■ Problem
Repeat the following lines verbatim, starting with the line that contains "Is there any rear" and continuing through the line that contains "18, 312, 60, 402".
[Begin]
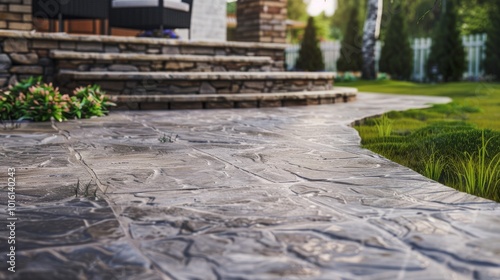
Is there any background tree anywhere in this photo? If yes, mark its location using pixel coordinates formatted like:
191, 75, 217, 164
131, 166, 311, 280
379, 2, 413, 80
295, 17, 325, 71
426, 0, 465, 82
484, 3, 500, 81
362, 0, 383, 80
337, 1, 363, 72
[End]
[Begin]
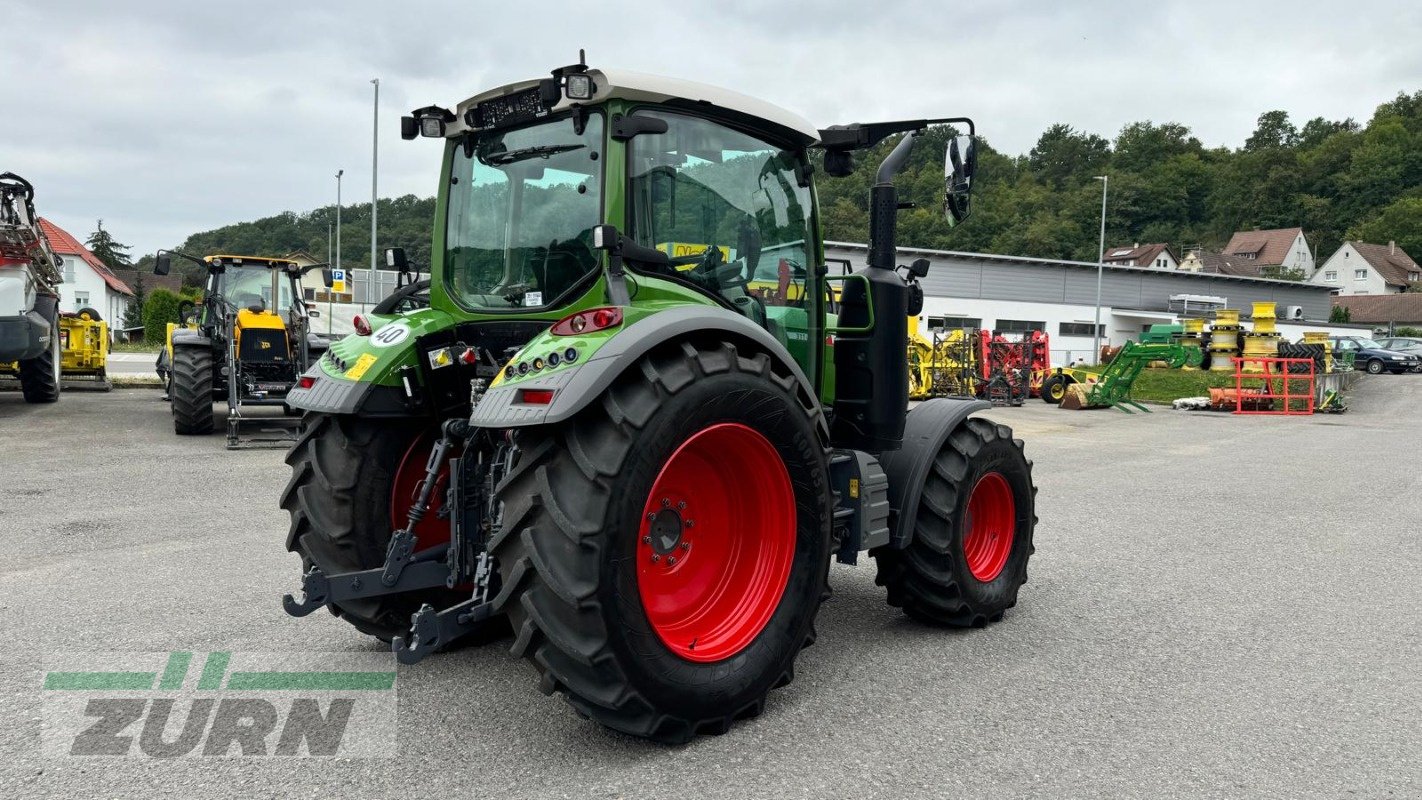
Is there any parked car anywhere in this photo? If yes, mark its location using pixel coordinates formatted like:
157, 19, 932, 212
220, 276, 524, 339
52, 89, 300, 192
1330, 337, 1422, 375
[End]
[Begin]
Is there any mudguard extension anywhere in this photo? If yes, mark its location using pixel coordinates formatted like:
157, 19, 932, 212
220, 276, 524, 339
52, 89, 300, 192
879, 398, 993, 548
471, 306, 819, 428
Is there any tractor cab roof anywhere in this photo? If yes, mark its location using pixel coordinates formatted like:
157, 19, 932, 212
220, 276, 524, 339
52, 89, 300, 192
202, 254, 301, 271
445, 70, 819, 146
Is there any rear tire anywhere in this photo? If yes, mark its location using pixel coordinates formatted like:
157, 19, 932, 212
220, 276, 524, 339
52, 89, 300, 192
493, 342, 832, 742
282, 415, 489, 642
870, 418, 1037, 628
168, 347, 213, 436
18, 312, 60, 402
[End]
■ Answer to the task
Is there any rear tire anywhere in this photo? If yes, mark its location using pixel coordinates formatted like:
157, 19, 932, 212
220, 276, 524, 339
52, 89, 300, 192
493, 342, 832, 742
282, 415, 489, 642
870, 418, 1037, 628
168, 347, 213, 436
18, 312, 60, 402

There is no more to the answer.